— What the task asks —
Copy the rows from the line with "the white pillow" through the end of the rows, both included, requests and all, and offset every number in the coordinate pairs by adding 104 to it.

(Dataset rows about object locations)

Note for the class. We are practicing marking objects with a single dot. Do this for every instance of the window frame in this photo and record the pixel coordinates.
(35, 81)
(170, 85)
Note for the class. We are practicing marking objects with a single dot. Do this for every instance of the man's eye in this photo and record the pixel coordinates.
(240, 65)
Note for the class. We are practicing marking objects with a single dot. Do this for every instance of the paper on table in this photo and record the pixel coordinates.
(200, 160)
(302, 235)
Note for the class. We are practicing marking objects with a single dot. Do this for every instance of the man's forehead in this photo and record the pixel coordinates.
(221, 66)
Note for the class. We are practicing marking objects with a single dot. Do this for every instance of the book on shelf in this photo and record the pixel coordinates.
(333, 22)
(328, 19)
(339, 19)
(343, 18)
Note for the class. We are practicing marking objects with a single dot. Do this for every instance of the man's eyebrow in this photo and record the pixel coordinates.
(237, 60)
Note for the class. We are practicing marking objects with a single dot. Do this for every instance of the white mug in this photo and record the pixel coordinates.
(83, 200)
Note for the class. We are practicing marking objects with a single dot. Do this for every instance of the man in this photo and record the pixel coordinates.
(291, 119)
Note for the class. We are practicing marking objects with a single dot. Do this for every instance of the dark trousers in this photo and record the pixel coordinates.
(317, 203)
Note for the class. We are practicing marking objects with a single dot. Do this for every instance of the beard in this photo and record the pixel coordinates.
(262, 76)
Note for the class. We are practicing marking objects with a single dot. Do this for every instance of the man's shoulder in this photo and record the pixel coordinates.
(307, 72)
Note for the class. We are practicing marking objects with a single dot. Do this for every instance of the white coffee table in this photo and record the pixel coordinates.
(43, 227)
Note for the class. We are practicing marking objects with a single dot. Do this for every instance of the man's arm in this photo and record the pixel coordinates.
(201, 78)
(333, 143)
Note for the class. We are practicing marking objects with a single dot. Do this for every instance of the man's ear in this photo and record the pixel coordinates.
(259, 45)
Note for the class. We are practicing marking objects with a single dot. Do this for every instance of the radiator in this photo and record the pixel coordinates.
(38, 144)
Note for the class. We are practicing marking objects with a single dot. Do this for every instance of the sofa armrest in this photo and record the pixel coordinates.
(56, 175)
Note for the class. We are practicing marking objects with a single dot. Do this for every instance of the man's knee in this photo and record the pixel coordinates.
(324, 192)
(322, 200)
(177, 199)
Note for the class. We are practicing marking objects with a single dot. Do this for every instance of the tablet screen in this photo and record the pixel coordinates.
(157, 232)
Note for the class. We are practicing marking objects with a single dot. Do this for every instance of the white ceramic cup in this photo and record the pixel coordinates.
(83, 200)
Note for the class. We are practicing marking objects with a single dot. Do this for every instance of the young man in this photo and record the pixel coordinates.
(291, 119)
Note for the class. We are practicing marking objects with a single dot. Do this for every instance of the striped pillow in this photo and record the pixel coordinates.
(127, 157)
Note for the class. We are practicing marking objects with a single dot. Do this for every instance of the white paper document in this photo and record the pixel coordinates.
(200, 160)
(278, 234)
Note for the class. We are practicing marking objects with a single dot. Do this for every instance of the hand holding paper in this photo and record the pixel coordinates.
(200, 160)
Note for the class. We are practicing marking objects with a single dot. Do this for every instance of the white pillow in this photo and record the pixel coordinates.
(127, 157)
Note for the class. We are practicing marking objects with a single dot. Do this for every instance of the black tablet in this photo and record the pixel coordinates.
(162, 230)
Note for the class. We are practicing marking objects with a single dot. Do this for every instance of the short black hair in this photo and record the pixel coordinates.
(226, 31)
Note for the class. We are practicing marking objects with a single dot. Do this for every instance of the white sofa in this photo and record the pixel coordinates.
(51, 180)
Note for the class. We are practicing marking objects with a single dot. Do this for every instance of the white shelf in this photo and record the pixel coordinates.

— Result of the exercise —
Note for the class. We are practicing marking objects with a single dot. Do this for every instance of the white pillow in this photo and record the pixel coordinates.
(231, 261)
Note for the class. We are practicing marking objects with a single dot. Do this for every instance of the black tablet in this photo and record the pixel coordinates.
(266, 334)
Note for the class. We are practicing marking objects with a single dot. Do this for every instance of the short black hair in this photo and record the pixel coordinates.
(330, 135)
Note for the class. We are practicing marking objects with a single dot. Do this for every instance of the white sofa in this photo and record the pixel coordinates.
(155, 284)
Note for the class. We are practicing marking objects with a single dot. Do this for every instance of the white shelf in this photo and record the pixel coordinates.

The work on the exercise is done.